What this exercise asks ->
1. For each statement (a), (b) and (c), say whether it agrees with the comments on gambling ads below, answering yes or no and quoting the words from the comments that decide it.
(a) The first writer serves on a hospital board.
(b) The first writer is certain that the Alberta ads deter gambling addicts.
(c) The first writer holds that, at the very least, the casino ads should be banned.
2. Using the comments on gambling ads below, answer each question on its own line, marked (a), (b) and (c) like the questions.
(a) Which slogan does the first writer call cheery?
(b) Which two machines are named as things donors may ask their money to go toward?
(c) Which TV station is named in the second comment?
3. Echo the comments on gambling ads without change, reproducing everything from "I'm on a hospital" down to "these people !!".

I think there should be anti-gambling ads, as on Alberta TV stations. The cheery little "know your limit, play within it" isn't much of a deterrent to gambling addicts. (Not sure if the Alberta ads are either, but they're better than nothing.)

The worst BC ads are the ones that say (paraphrasing) "throw your money away and we'll give a fraction of it to hospitals."

I'm on a hospital board. We take donations. People don't have to feed their money into a slot machine to get it to us. They can even tell us what machines (CT scanner, fetal monitor) they'd like it to go towards.

At the very least, the casino ads should be banned. There is no reason for BC taxpayers to pay for casino advertising.

shavluk

Jun 3, 2011 at 4:35pm

HEAR ! HEAR !!

Please post a link for these people !!
I have said the same for YEARS !!

Its like they have all the money in the world and they are giving it all to Global TV

I hear the lottery thinks no one will remember we have lottery draws if the dont spent MILLIONS advertising

It is appalling disgusting ...pure stupidity or greed
Please tell us all how to help with this ....OR GIVE A LINK PLEASE
As yes its way way over due !

Recorded data ->

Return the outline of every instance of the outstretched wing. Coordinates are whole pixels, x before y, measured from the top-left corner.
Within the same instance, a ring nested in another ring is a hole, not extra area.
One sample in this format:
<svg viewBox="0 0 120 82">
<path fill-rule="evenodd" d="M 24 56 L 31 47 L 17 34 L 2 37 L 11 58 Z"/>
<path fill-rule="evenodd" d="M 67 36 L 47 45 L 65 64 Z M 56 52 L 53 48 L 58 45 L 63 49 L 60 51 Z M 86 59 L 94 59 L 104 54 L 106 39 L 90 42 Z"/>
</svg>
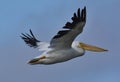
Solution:
<svg viewBox="0 0 120 82">
<path fill-rule="evenodd" d="M 64 30 L 60 30 L 57 35 L 55 35 L 51 42 L 50 47 L 54 48 L 69 48 L 71 47 L 74 39 L 83 31 L 83 27 L 86 23 L 86 7 L 80 11 L 78 9 L 77 13 L 74 13 L 71 18 L 72 22 L 67 22 L 63 27 Z"/>
<path fill-rule="evenodd" d="M 48 42 L 42 42 L 36 39 L 36 37 L 33 35 L 31 29 L 30 34 L 22 33 L 21 38 L 25 41 L 26 44 L 28 44 L 30 47 L 38 48 L 39 51 L 47 50 L 50 46 L 50 43 Z"/>
</svg>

Your responses ->
1.
(a) Yes: "I'm on a hospital board."
(b) No: "Not sure if the Alberta ads are either, but they're better than nothing."
(c) Yes: "At the very least, the casino ads should be banned."

2.
(a) "know your limit, play within it"
(b) A CT scanner and a fetal monitor.
(c) Global TV.

3.
I'm on a hospital board. We take donations. People don't have to feed their money into a slot machine to get it to us. They can even tell us what machines (CT scanner, fetal monitor) they'd like it to go towards.

At the very least, the casino ads should be banned. There is no reason for BC taxpayers to pay for casino advertising.

shavluk

Jun 3, 2011 at 4:35pm

HEAR ! HEAR !!

Please post a link for these people !!